> [PROBLEM DETAILS] Return the data given below exactly as it appears.

[Records from a data source]
——————————

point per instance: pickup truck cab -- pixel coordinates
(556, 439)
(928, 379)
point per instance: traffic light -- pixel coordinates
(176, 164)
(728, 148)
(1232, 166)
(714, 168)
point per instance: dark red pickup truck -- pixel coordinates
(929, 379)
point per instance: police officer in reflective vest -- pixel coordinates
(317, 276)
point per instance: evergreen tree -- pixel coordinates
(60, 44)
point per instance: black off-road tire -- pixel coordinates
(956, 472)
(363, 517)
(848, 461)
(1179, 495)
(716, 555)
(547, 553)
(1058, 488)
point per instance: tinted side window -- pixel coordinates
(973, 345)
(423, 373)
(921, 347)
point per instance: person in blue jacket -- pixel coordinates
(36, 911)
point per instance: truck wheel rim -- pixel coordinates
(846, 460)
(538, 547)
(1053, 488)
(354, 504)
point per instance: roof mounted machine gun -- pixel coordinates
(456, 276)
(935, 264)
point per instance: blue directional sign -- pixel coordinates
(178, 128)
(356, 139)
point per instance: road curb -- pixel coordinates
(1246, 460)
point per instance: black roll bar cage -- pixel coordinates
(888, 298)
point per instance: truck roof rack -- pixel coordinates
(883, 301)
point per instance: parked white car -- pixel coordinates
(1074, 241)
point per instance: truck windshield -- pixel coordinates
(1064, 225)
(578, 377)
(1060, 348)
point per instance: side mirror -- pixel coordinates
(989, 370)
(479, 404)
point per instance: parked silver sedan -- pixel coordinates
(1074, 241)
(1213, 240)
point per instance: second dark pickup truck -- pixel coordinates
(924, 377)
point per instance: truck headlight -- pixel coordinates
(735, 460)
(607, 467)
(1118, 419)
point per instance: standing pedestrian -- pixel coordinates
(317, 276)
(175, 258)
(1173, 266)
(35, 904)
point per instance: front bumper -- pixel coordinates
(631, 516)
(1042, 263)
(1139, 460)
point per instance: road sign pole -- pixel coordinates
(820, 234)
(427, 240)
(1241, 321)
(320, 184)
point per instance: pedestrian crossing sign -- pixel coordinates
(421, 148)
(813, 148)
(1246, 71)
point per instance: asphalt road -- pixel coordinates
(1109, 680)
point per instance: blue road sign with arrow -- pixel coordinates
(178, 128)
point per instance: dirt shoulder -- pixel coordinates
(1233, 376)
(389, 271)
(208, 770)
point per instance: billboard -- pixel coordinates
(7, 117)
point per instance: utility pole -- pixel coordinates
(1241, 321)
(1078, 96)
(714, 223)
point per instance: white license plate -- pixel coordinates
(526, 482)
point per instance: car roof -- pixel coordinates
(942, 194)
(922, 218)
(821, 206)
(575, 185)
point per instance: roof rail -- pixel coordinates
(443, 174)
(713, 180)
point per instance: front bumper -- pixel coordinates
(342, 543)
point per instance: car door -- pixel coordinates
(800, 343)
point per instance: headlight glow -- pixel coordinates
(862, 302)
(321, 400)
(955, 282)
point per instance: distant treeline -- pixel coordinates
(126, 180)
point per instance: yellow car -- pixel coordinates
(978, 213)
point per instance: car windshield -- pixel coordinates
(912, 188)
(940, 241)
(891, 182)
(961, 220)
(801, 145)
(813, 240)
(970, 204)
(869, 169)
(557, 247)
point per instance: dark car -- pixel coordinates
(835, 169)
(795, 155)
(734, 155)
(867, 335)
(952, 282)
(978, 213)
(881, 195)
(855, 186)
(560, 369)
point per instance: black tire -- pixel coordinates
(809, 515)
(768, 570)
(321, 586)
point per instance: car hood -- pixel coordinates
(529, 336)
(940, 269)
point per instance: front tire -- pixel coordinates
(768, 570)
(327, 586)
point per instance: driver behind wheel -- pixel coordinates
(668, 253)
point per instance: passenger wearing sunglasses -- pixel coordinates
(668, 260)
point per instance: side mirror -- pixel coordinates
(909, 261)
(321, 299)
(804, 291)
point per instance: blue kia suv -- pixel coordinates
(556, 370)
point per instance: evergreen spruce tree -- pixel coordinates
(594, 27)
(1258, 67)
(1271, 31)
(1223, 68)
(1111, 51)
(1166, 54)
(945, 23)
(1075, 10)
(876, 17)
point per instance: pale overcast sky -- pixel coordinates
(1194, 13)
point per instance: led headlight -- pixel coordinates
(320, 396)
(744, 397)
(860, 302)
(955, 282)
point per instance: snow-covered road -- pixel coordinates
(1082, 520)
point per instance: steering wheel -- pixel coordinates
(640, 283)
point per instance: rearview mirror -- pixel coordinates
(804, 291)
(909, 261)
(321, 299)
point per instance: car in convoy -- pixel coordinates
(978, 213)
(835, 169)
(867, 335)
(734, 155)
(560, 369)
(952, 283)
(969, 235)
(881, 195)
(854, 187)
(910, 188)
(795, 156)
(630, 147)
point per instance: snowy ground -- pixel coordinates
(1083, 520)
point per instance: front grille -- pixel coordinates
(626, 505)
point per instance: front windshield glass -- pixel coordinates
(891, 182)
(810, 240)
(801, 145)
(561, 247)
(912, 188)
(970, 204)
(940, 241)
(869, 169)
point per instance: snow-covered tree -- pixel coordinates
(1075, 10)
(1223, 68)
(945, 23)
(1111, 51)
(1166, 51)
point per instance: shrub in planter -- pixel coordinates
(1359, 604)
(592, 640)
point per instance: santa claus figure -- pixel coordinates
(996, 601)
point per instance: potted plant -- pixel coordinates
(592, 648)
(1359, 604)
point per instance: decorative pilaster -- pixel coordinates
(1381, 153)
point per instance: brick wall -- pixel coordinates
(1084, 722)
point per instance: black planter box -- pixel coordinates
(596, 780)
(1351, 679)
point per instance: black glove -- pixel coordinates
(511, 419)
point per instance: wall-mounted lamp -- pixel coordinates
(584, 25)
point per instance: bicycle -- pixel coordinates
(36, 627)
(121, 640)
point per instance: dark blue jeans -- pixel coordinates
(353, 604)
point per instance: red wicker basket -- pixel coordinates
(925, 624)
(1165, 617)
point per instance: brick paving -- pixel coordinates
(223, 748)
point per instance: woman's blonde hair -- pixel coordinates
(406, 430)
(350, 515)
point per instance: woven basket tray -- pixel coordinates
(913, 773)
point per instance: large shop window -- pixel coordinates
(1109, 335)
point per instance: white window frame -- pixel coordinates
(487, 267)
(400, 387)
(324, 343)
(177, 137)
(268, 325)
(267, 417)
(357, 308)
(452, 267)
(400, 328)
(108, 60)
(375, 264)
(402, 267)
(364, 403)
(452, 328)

——————————

> [YOUR SOLUTION]
point per instance: pickup truck cab -- pixel coordinates
(556, 439)
(928, 379)
point per instance: traffic light -- pixel coordinates
(176, 164)
(728, 148)
(1232, 166)
(714, 168)
point per instance: dark red pickup truck -- pixel coordinates
(929, 379)
point per instance: police officer in reflective vest -- pixel coordinates
(317, 276)
point per instance: evergreen tree -- pixel coordinates
(60, 44)
point per instance: black off-road tire -- pixel coordinates
(956, 472)
(363, 517)
(848, 461)
(1179, 495)
(716, 555)
(547, 553)
(1058, 488)
point per instance: tinted side window -- pixel coordinates
(973, 345)
(423, 373)
(921, 347)
point per instance: person in blue jacket -- pixel coordinates
(36, 911)
point per instance: truck wheel rim -- pixel coordinates
(846, 460)
(538, 547)
(1053, 488)
(354, 504)
point per instance: roof mounted machine gun -- pixel coordinates
(456, 276)
(935, 264)
point per instance: blue directional sign -- pixel coordinates
(178, 128)
(356, 139)
point per instance: road curb -- pixel coordinates
(1246, 460)
point per instance: black roll bar cage -- pixel coordinates
(888, 298)
point per instance: truck roof rack -- pixel coordinates
(883, 301)
point per instance: parked white car -- pixel coordinates
(1074, 241)
point per instance: truck windshield -- pixel coordinates
(1064, 225)
(578, 377)
(1060, 348)
point per instance: side mirror -- pixel coordinates
(989, 370)
(479, 404)
point per instance: parked silver sedan -- pixel coordinates
(1074, 241)
(1213, 240)
point per instance: second dark pickup truck -- pixel coordinates
(924, 377)
point per instance: truck headlight -- pixel coordinates
(735, 460)
(607, 467)
(1118, 419)
point per instance: standing pedestrian -- pixel coordinates
(317, 276)
(175, 258)
(1173, 266)
(35, 904)
point per instance: front bumper -- pixel coordinates
(631, 516)
(1042, 263)
(1139, 460)
point per instance: road sign pole -- pixel coordinates
(820, 234)
(427, 240)
(1241, 321)
(320, 184)
point per instance: pedestrian crossing sign -- pixel coordinates
(421, 148)
(813, 148)
(1246, 71)
point per instance: asphalt road -- pixel coordinates
(1109, 680)
point per instance: blue road sign with arrow -- pixel coordinates
(178, 128)
point per instance: dirt shoulder -- pixel coordinates
(1233, 376)
(389, 271)
(208, 770)
point per instance: billboard -- pixel coordinates
(7, 117)
point per instance: utility pole -- pixel coordinates
(1241, 321)
(1078, 96)
(714, 223)
point per instance: white license plate -- pixel coordinates
(526, 482)
point per instance: car roof -- pixel coordinates
(942, 194)
(922, 218)
(821, 206)
(575, 185)
point per instance: roof rail -- pixel coordinates
(443, 174)
(713, 180)
point per instance: front bumper -- pixel coordinates
(342, 543)
point per instance: car door -- pixel coordinates
(800, 343)
point per instance: headlight glow -- pixel coordinates
(862, 302)
(321, 400)
(955, 282)
point per instance: distant treeline -- pixel coordinates
(126, 180)
point per instance: yellow car -- pixel coordinates
(978, 213)
point per instance: car windshield -- pixel coordinates
(912, 188)
(940, 241)
(891, 182)
(961, 220)
(801, 145)
(813, 240)
(970, 204)
(869, 169)
(557, 247)
point per instance: dark car -- pixel coordinates
(835, 169)
(795, 155)
(734, 155)
(867, 335)
(952, 282)
(978, 213)
(881, 195)
(855, 186)
(560, 369)
point per instance: black tire -- pixel coordinates
(809, 515)
(768, 570)
(321, 586)
point per instance: car hood -- pixel coordinates
(529, 336)
(940, 269)
point per instance: front tire -- pixel coordinates
(768, 570)
(327, 586)
point per instance: driver behind wheel -- pixel coordinates
(668, 253)
point per instance: passenger wearing sunglasses -- pixel coordinates
(668, 260)
point per instance: side mirror -- pixel coordinates
(909, 261)
(321, 299)
(804, 291)
point per instance: blue kia suv -- pixel coordinates
(556, 370)
point per instance: evergreen spruce tree -- pixel coordinates
(594, 27)
(1258, 67)
(1271, 31)
(1223, 68)
(1111, 51)
(1166, 54)
(945, 23)
(1075, 10)
(876, 17)
point per instance: pale overcast sky -- pixel coordinates
(1194, 13)
point per instance: led headlight -- pixel coordinates
(320, 396)
(744, 397)
(860, 302)
(955, 282)
point per instance: snow-covered road -- pixel coordinates
(1082, 520)
point per instance: steering wheel -- pixel coordinates
(640, 283)
point per instance: rearview mirror -- pixel coordinates
(804, 291)
(909, 261)
(321, 299)
point per instance: car in convoy -- pixel coordinates
(978, 213)
(835, 169)
(867, 335)
(734, 155)
(560, 369)
(952, 283)
(969, 235)
(881, 195)
(854, 187)
(910, 188)
(795, 156)
(630, 147)
point per instance: snowy ground -- pixel coordinates
(1083, 520)
point per instance: front grille -- pixel coordinates
(626, 505)
point per instance: front windshield glass -- pixel coordinates
(891, 182)
(810, 240)
(801, 145)
(561, 247)
(912, 188)
(970, 204)
(940, 241)
(869, 169)
point per instance: snow-covered tree -- pixel coordinates
(1075, 10)
(1223, 68)
(945, 23)
(1111, 51)
(1166, 51)
point per instance: shrub in planter -- pixel coordinates
(1359, 604)
(592, 640)
point per instance: santa claus figure -- pixel coordinates
(996, 601)
point per instance: potted plant -- pixel coordinates
(592, 648)
(1359, 604)
point per instance: decorative pilaster -- pixel coordinates
(1381, 153)
point per instance: brick wall -- pixel coordinates
(1084, 722)
point per instance: black planter box -- pixel coordinates
(596, 780)
(1351, 679)
point per instance: black glove -- pixel coordinates
(511, 419)
point per instance: wall-mounted lamp -- pixel coordinates
(584, 25)
point per instance: bicycle -- pixel coordinates
(36, 627)
(121, 640)
point per instance: dark blue jeans -- pixel coordinates
(353, 604)
point per instance: red wicker basket -- pixel coordinates
(925, 624)
(1165, 617)
point per instance: brick paving -- pixel coordinates
(223, 748)
point per instance: woman's blonde hair -- pixel coordinates
(406, 430)
(350, 515)
point per instance: woven basket tray -- pixel coordinates
(913, 773)
point per instance: large shop window -- pixel coordinates
(1109, 335)
point per instance: white window frame -- pixel coordinates
(487, 267)
(400, 387)
(324, 343)
(177, 137)
(268, 325)
(267, 417)
(357, 308)
(452, 267)
(400, 328)
(108, 60)
(375, 264)
(402, 267)
(364, 403)
(452, 328)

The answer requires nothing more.